> [Texto da página]:

Os sindicatos patronais não quiseram negociar e os órgãos de educação entenderam que as escolas privadas tinham autonomia para fazer o que bem entendessem. Para piorar, uma medida provisória (927), publicada no dia 22 de março, promoveu a desregulamentação de direitos no trabalho a distância, permitiu a antecipação de férias e de feriados e o não pagamento de horas extras, entre outras medidas.
Para os professores, o resultado foi imediato: sobrecarga de trabalho, exigências abusivas, jornadas extenuantes, invasão do tempo privado, desrespeito a direitos, antecipação de férias sem nenhuma consulta.
As denúncias que chegam aos sindicatos nesses quatro meses de quarentena comprovam a acelerada precarização das condições de vida e de trabalho dos professores. Precarização esta que tende a se agravar caso a volta às aulas presenciais ocorra sem garantias mínimas e movida exclusivamente por interesses econômicos.
A iniciativa da Fepesp de solicitar ao Ministério Público do Trabalho a convocação das entidades patronais busca uma mediação que possa levar a um protocolo capaz de assegurar a saúde física e mental e condições dignas de trabalho para todos os atuam na Educação, professores e profissionais não docentes. É preciso agora aguardar a resposta do MTP.
Para o SinproSP e a Fepesp, a volta às aulas só pode ocorrer no tempo certo e em condições que vão muito além das medidas sanitárias.
Já a Apeoesp diz que “não haverá volta às aulas sem redução drástica da pandemia e sem garantia de segurança sanitária para a comunidade escolar”. A entidade entende que não há qualquer expectativa que protocolos dirigidos a promover o retorno das aulas sejam adequadas para assegurar o direito à vida e o direito à saúde da comunidade escolar.
“Não aceitamos um plano epidérmico, que não contempla aspectos relacionados às novas necessidades que o ‘novo normal’ imporá ao projeto arquitetônico das escolas, notadamente quanto à ventilação, ao distanciamento social em sala de aula, com revisão dos módulos por ciclo de formação, à sinalização e à sanitização de todos os espaços, incluindo os refeitórios e as áreas abertas”.

> [Informações exibidas]:
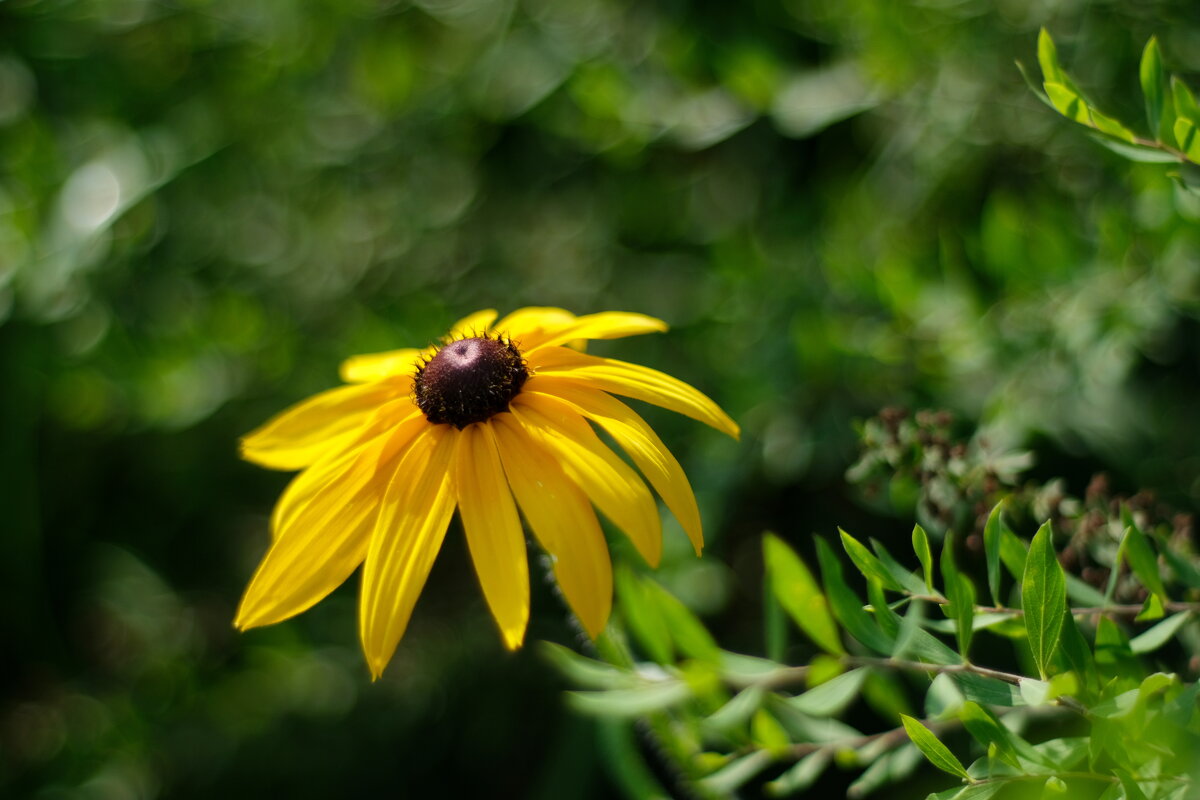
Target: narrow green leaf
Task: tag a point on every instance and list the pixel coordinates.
(646, 624)
(1159, 635)
(889, 769)
(799, 595)
(1069, 103)
(1043, 599)
(831, 697)
(1186, 137)
(937, 753)
(921, 547)
(737, 711)
(1012, 552)
(867, 563)
(960, 593)
(988, 731)
(904, 576)
(1143, 560)
(1048, 58)
(1035, 86)
(1185, 101)
(1153, 80)
(883, 614)
(991, 533)
(1137, 152)
(586, 672)
(847, 608)
(729, 779)
(630, 702)
(799, 776)
(768, 734)
(689, 635)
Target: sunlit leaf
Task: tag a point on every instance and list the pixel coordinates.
(937, 753)
(799, 594)
(867, 563)
(1043, 599)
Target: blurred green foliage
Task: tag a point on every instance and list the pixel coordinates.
(207, 204)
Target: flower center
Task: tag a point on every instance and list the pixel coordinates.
(469, 380)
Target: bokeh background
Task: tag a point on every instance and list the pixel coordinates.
(207, 204)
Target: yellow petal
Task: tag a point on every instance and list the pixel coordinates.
(631, 380)
(606, 325)
(609, 482)
(319, 539)
(377, 366)
(390, 431)
(417, 507)
(472, 324)
(318, 426)
(528, 326)
(637, 439)
(562, 519)
(493, 531)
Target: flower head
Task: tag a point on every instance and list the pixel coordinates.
(493, 419)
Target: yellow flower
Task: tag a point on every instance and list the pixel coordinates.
(497, 411)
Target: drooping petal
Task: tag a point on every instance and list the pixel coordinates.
(562, 519)
(318, 426)
(391, 428)
(606, 325)
(528, 326)
(637, 439)
(322, 534)
(472, 324)
(493, 531)
(412, 523)
(609, 482)
(631, 380)
(377, 366)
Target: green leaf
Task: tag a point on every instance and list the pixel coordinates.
(1159, 635)
(889, 769)
(1069, 103)
(937, 753)
(1043, 599)
(1186, 137)
(799, 595)
(736, 713)
(586, 672)
(1143, 560)
(768, 734)
(1185, 101)
(1012, 552)
(630, 702)
(642, 615)
(847, 608)
(1153, 82)
(729, 779)
(1048, 58)
(991, 534)
(960, 593)
(831, 697)
(988, 731)
(687, 631)
(904, 576)
(921, 546)
(1137, 152)
(799, 776)
(870, 566)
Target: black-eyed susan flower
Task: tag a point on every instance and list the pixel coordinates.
(493, 419)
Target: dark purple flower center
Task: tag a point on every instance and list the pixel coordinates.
(469, 380)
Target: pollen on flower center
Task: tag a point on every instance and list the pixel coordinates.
(469, 380)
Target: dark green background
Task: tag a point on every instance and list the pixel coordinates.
(207, 204)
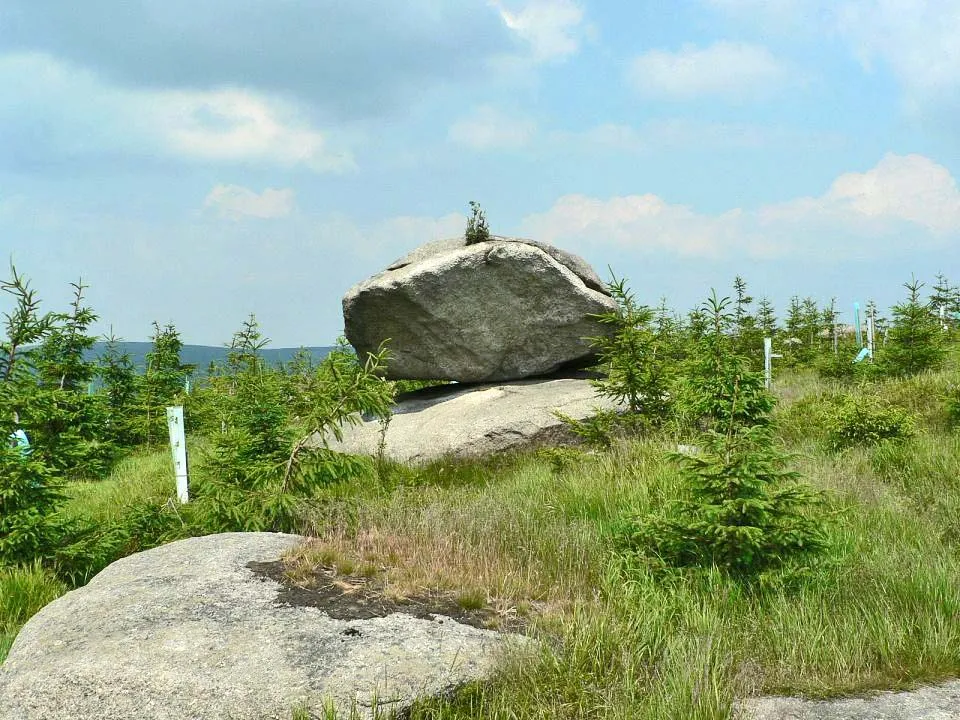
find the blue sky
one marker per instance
(195, 162)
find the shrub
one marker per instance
(265, 462)
(477, 229)
(866, 420)
(916, 341)
(744, 512)
(952, 400)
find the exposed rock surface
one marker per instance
(939, 702)
(188, 631)
(505, 309)
(477, 420)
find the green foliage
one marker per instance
(162, 384)
(47, 385)
(866, 420)
(747, 332)
(29, 497)
(952, 401)
(634, 358)
(745, 511)
(915, 341)
(717, 389)
(23, 591)
(270, 455)
(477, 228)
(120, 389)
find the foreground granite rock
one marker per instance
(505, 309)
(477, 420)
(188, 631)
(938, 702)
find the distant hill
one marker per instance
(202, 355)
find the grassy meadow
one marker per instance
(529, 536)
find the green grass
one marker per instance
(23, 591)
(530, 538)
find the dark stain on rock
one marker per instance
(352, 597)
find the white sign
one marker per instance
(768, 356)
(178, 445)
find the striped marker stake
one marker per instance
(768, 356)
(178, 446)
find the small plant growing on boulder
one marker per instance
(477, 228)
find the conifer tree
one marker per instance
(916, 341)
(746, 511)
(162, 383)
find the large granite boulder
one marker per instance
(504, 309)
(190, 630)
(935, 702)
(477, 420)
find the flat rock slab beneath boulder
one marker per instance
(477, 420)
(938, 702)
(188, 631)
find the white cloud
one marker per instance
(687, 134)
(78, 115)
(488, 128)
(904, 202)
(918, 40)
(901, 188)
(724, 69)
(235, 202)
(644, 222)
(235, 125)
(552, 28)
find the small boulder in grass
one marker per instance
(189, 630)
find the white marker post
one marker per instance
(178, 445)
(768, 356)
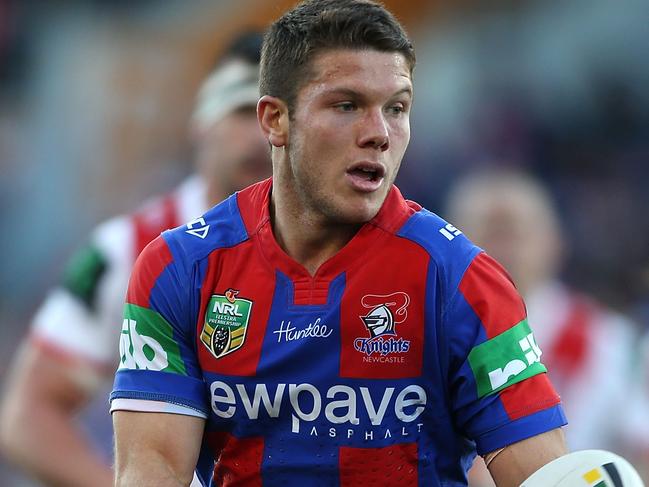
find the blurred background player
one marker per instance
(588, 348)
(70, 354)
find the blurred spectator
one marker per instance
(73, 346)
(588, 349)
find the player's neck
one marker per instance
(215, 194)
(306, 238)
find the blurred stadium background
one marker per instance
(95, 97)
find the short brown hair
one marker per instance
(316, 25)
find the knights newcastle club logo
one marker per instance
(226, 322)
(385, 311)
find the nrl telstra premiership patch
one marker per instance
(226, 322)
(506, 359)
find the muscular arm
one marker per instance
(519, 460)
(37, 428)
(156, 449)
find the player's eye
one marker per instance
(346, 106)
(396, 109)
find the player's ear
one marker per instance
(272, 114)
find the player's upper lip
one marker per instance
(376, 168)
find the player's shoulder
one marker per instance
(446, 244)
(220, 227)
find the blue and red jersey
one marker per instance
(407, 351)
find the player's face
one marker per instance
(232, 153)
(348, 133)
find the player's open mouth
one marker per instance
(366, 176)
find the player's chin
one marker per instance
(360, 210)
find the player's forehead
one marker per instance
(365, 71)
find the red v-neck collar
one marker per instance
(254, 205)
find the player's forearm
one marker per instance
(146, 469)
(46, 444)
(519, 460)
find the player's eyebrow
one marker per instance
(358, 95)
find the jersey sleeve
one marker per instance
(78, 318)
(158, 360)
(499, 389)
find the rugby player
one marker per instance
(322, 330)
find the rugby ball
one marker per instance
(587, 468)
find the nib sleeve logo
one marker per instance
(385, 311)
(226, 322)
(147, 342)
(506, 359)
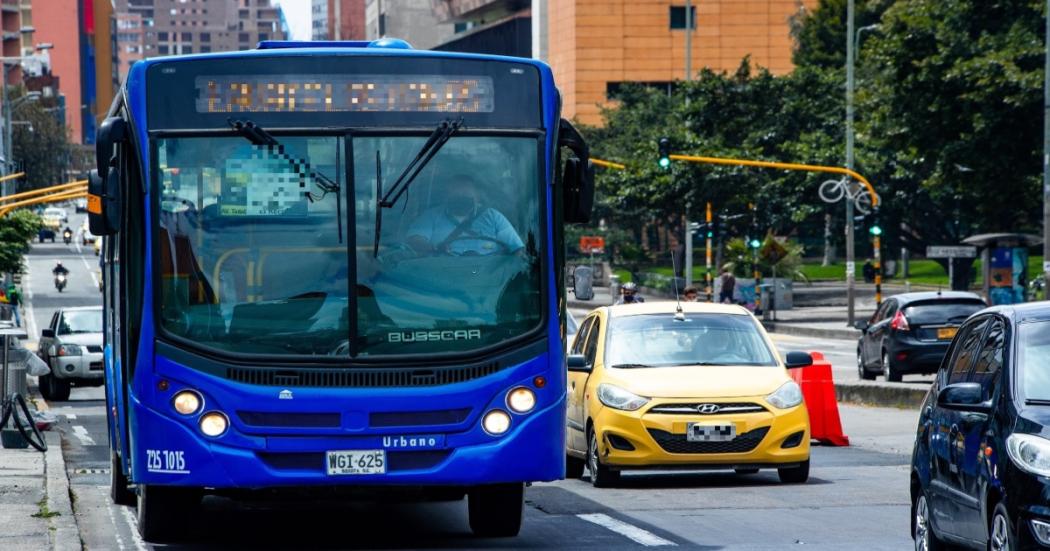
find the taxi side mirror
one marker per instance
(578, 363)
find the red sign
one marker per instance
(591, 244)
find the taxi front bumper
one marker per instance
(652, 438)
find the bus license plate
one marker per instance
(357, 462)
(702, 432)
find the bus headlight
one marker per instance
(521, 400)
(496, 422)
(214, 423)
(187, 402)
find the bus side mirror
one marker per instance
(104, 184)
(578, 178)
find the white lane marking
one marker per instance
(632, 532)
(117, 529)
(82, 436)
(133, 527)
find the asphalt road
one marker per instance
(856, 497)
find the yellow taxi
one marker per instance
(662, 385)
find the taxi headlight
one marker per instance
(1029, 452)
(214, 423)
(617, 398)
(496, 422)
(187, 402)
(521, 400)
(790, 395)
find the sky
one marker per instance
(297, 15)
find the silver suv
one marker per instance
(71, 345)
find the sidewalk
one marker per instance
(826, 321)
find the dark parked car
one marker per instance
(981, 464)
(910, 332)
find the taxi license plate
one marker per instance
(356, 462)
(946, 333)
(708, 432)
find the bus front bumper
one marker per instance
(169, 452)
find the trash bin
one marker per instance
(583, 282)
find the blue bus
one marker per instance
(332, 269)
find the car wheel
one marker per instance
(59, 388)
(496, 511)
(795, 474)
(119, 490)
(573, 467)
(887, 369)
(1001, 532)
(862, 372)
(602, 477)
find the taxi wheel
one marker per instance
(496, 510)
(164, 511)
(795, 474)
(602, 477)
(573, 467)
(119, 491)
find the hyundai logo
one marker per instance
(708, 408)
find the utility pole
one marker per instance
(707, 277)
(851, 263)
(1046, 160)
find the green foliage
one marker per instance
(16, 231)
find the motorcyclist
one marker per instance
(629, 294)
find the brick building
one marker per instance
(595, 45)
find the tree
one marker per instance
(41, 145)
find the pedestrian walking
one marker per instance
(728, 287)
(15, 299)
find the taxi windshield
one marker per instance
(659, 340)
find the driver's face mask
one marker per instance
(461, 205)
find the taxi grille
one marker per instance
(677, 444)
(695, 407)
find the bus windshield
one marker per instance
(273, 249)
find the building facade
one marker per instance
(595, 45)
(170, 27)
(412, 20)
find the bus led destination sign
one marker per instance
(344, 92)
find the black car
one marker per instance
(981, 464)
(910, 332)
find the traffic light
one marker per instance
(665, 152)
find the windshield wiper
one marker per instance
(257, 135)
(434, 144)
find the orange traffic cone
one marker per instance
(818, 389)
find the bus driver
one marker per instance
(462, 226)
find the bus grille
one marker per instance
(361, 377)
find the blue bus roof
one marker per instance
(387, 46)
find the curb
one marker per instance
(799, 330)
(881, 395)
(65, 534)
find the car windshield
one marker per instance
(942, 312)
(700, 339)
(1033, 359)
(80, 321)
(256, 239)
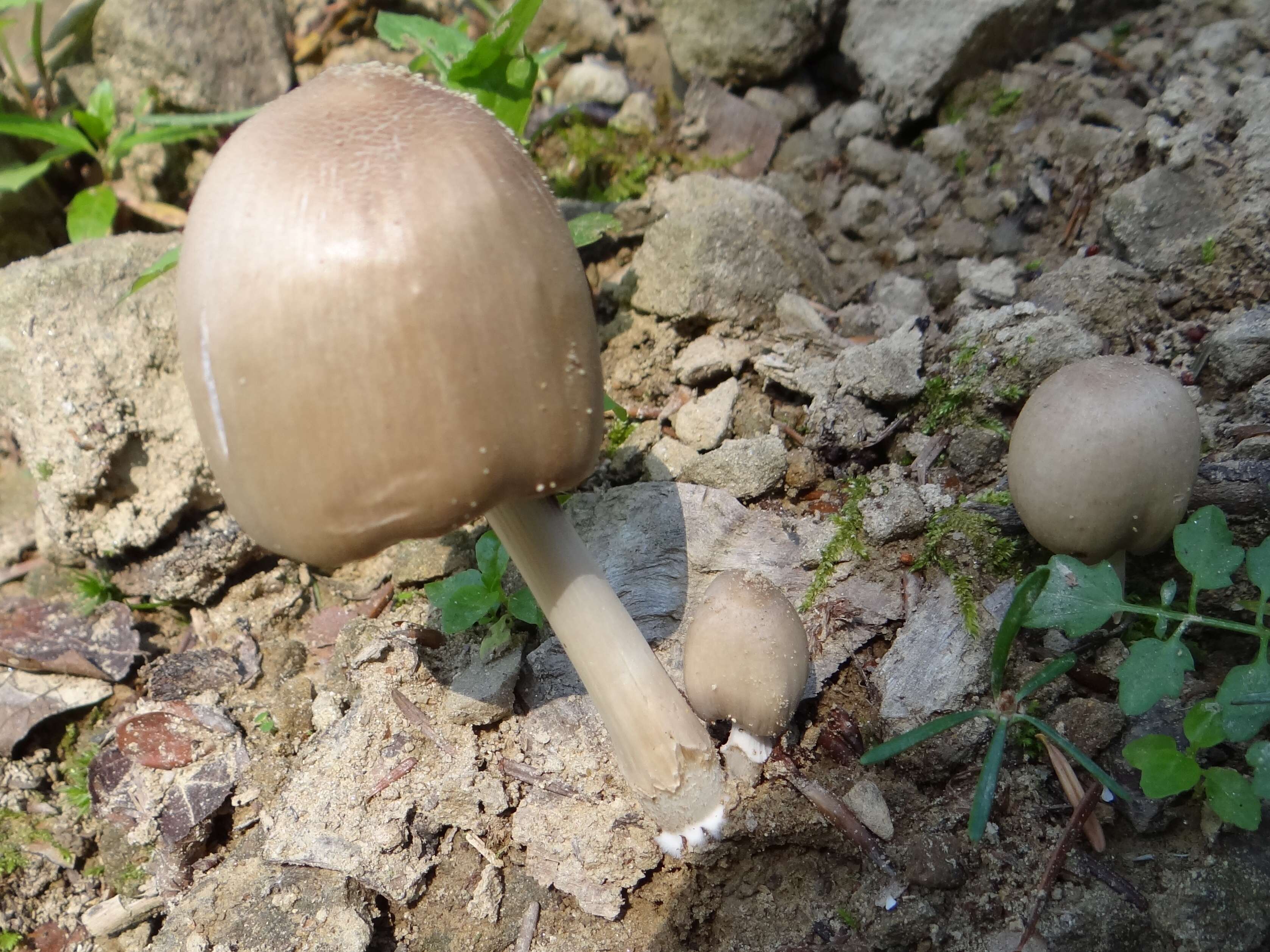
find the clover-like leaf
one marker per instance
(1233, 798)
(1203, 724)
(1165, 770)
(1152, 670)
(1205, 548)
(1077, 598)
(1244, 722)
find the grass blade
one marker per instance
(987, 787)
(897, 745)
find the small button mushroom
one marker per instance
(386, 332)
(1103, 459)
(746, 661)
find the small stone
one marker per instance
(594, 81)
(743, 468)
(704, 422)
(868, 804)
(709, 358)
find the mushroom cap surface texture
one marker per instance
(1104, 457)
(745, 654)
(384, 323)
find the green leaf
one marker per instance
(463, 601)
(90, 214)
(1079, 756)
(1152, 670)
(987, 787)
(1077, 598)
(524, 606)
(492, 560)
(1203, 724)
(45, 131)
(1025, 596)
(163, 264)
(1259, 759)
(1203, 546)
(1244, 722)
(1165, 770)
(897, 745)
(1233, 798)
(590, 228)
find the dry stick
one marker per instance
(835, 812)
(529, 926)
(412, 712)
(1056, 860)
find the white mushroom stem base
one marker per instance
(661, 747)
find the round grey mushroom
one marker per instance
(1103, 459)
(386, 332)
(746, 661)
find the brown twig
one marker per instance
(835, 812)
(1056, 861)
(412, 712)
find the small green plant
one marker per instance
(477, 597)
(265, 723)
(1079, 600)
(1004, 102)
(1006, 711)
(850, 525)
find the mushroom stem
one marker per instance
(661, 747)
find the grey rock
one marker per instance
(1160, 220)
(934, 663)
(876, 160)
(708, 358)
(742, 41)
(93, 387)
(482, 692)
(728, 126)
(203, 55)
(726, 250)
(1240, 351)
(742, 468)
(893, 513)
(888, 370)
(594, 81)
(703, 423)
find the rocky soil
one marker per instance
(855, 236)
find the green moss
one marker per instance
(850, 525)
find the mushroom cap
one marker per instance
(745, 654)
(1103, 457)
(384, 323)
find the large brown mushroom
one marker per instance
(386, 332)
(1103, 459)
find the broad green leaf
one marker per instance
(1077, 598)
(1203, 546)
(898, 745)
(463, 601)
(1203, 724)
(1233, 798)
(163, 264)
(590, 228)
(1165, 770)
(1259, 759)
(987, 786)
(1025, 596)
(1074, 752)
(492, 560)
(92, 214)
(1244, 722)
(45, 131)
(1152, 670)
(524, 606)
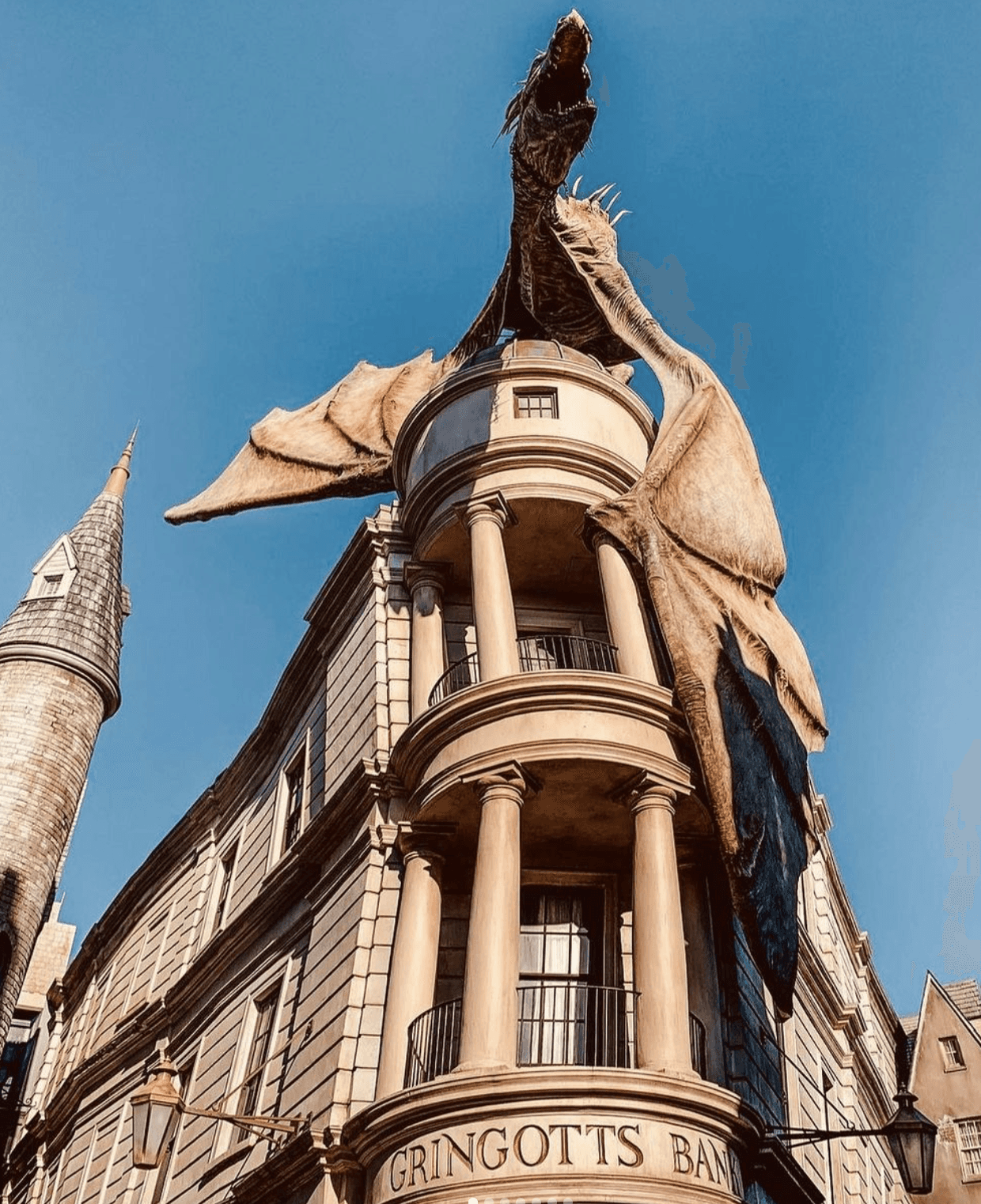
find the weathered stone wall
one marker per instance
(48, 724)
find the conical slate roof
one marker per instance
(82, 627)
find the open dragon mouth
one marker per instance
(551, 115)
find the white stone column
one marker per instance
(660, 975)
(625, 611)
(412, 975)
(493, 602)
(427, 657)
(489, 1037)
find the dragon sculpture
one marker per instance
(699, 519)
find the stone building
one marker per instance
(456, 903)
(944, 1056)
(59, 680)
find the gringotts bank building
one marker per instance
(521, 888)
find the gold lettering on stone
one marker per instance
(502, 1150)
(683, 1160)
(563, 1141)
(638, 1153)
(600, 1141)
(454, 1149)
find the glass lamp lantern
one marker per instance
(913, 1141)
(154, 1111)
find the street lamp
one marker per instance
(911, 1137)
(157, 1105)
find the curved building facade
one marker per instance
(456, 906)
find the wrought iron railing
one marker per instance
(434, 1043)
(559, 1024)
(457, 676)
(699, 1047)
(572, 1024)
(538, 654)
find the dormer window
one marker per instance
(55, 572)
(953, 1060)
(536, 403)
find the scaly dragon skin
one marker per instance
(699, 519)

> [Tarefa proposta]:
Segundo o texto da página, quais foram os resultados imediatos para os professores? Liste todos.

> [Resposta]:
- sobrecarga de trabalho
- exigências abusivas
- jornadas extenuantes
- invasão do tempo privado
- desrespeito a direitos
- antecipação de férias sem nenhuma consulta